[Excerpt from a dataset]
◇ ◇ ◇ ◇ ◇

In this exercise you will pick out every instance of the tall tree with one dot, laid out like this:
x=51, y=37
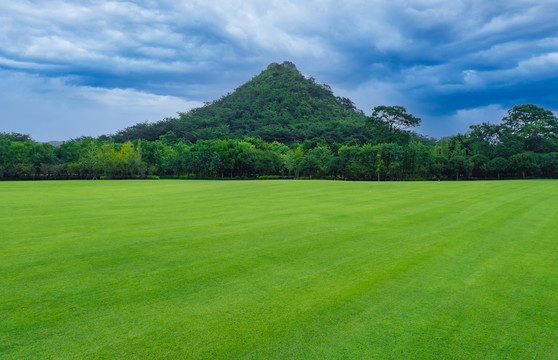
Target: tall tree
x=393, y=121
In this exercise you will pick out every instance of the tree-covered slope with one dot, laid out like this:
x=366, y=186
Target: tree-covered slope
x=278, y=104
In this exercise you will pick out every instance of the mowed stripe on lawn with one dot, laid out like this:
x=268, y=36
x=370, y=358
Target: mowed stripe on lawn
x=278, y=269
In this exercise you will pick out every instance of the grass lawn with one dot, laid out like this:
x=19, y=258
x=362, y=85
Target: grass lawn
x=278, y=270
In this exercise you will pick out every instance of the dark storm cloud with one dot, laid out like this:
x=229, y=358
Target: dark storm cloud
x=451, y=62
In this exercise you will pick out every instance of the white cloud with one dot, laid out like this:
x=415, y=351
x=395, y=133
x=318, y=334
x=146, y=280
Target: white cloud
x=51, y=109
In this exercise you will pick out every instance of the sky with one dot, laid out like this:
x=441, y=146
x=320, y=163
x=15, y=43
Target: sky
x=87, y=68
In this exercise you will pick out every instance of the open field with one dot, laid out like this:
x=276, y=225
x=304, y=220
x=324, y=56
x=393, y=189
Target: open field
x=278, y=270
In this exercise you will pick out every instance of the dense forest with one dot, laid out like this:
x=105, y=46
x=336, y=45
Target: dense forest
x=282, y=124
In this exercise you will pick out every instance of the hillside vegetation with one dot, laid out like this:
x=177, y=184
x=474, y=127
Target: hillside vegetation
x=280, y=104
x=281, y=123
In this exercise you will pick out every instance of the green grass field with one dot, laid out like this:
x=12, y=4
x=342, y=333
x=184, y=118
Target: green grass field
x=278, y=270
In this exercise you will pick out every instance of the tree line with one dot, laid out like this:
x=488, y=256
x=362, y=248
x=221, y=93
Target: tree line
x=524, y=144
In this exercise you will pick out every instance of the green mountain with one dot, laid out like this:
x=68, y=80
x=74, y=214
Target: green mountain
x=278, y=104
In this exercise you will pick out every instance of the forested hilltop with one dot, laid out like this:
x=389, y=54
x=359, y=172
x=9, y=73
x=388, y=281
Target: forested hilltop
x=283, y=124
x=280, y=104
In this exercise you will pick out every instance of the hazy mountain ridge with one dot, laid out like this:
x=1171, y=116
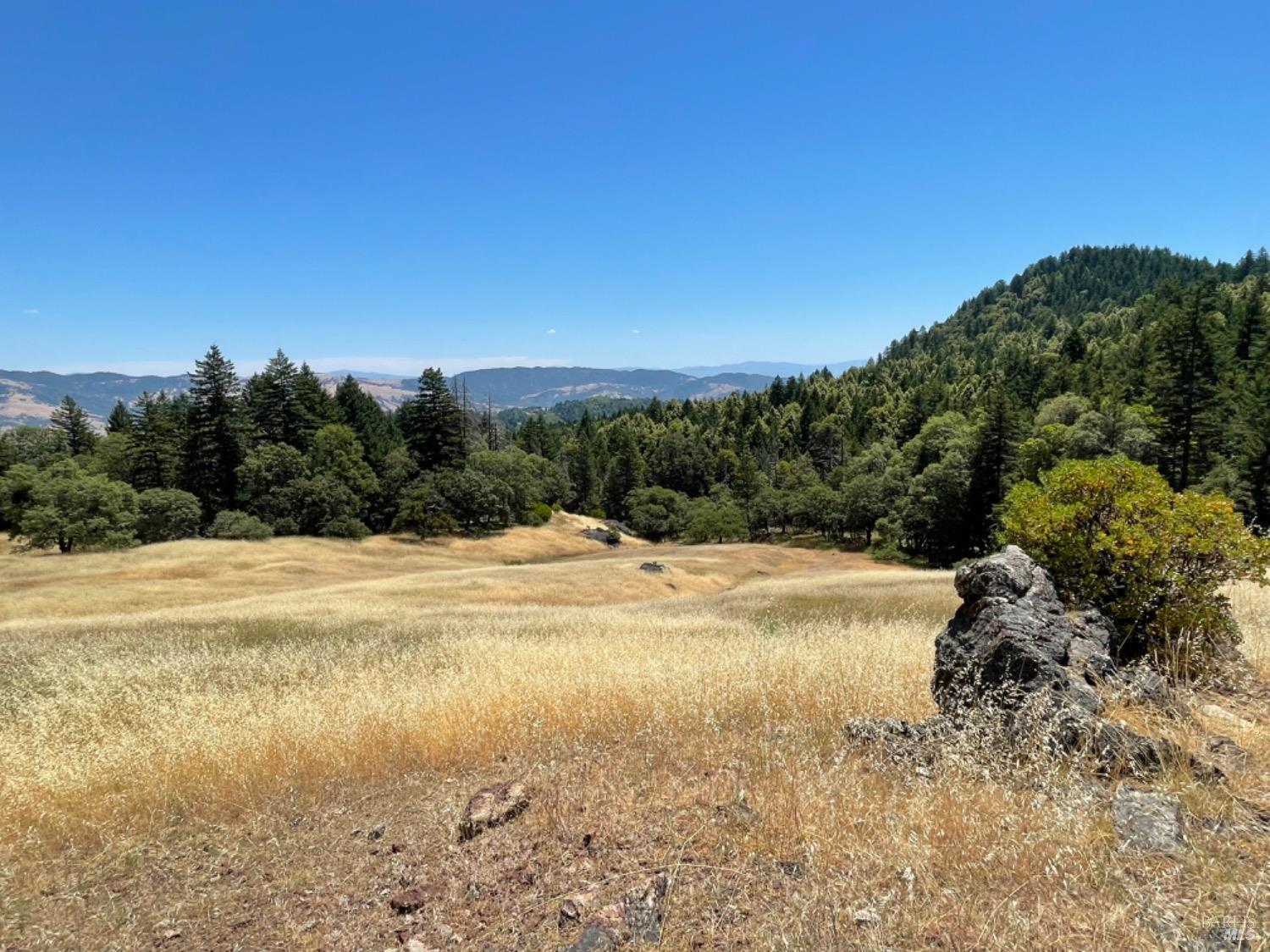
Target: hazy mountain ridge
x=27, y=398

◇ ◇ ◇ ◇ ◇

**Work required:** Retype the items word for word, starting with the line containing "the sky with" and going on through the last line of the items, both ends included. Leave the pictures out of your copy.

**Full solution:**
In this exercise you will pick out every instance of the sky with one dot, laid out like this:
x=441, y=146
x=320, y=163
x=15, y=43
Target: sky
x=87, y=68
In this exercise you will pick out every instance of the open field with one dot, laid out like this:
x=276, y=225
x=304, y=220
x=324, y=56
x=393, y=189
Target: open field
x=278, y=270
In this exercise you will pick out every instance of the dense forest with one dot, laid out like this:
x=105, y=46
x=336, y=45
Target: dense forest
x=282, y=124
In this exercise you will pick out every instance of the hillside vegetation with one dot, laid out like this:
x=177, y=184
x=474, y=127
Target: hillside vegetation
x=280, y=104
x=281, y=123
In this exercise you will pick out every instance of the green grass field with one dot, laid out like this:
x=12, y=4
x=342, y=333
x=184, y=118
Target: green grass field
x=278, y=270
In this exercise you will pick out every instance of the tree line with one dot, laid out like this:
x=488, y=256
x=362, y=248
x=221, y=93
Target: tree line
x=524, y=144
In this exercise you will pick out every instance of the green mountain with one dot, laid out like this:
x=68, y=80
x=74, y=214
Target: green mountain
x=278, y=104
In this exercise you will pick out every instance of the forested hilltop with one dot, laid out like this:
x=389, y=54
x=359, y=172
x=9, y=73
x=388, y=281
Target: forested hilltop
x=283, y=124
x=280, y=104
In this exercise you will pick out every instance of the hazy mountain ridge with one dot, laid out like this:
x=1171, y=116
Target: hazy mountain ridge
x=27, y=398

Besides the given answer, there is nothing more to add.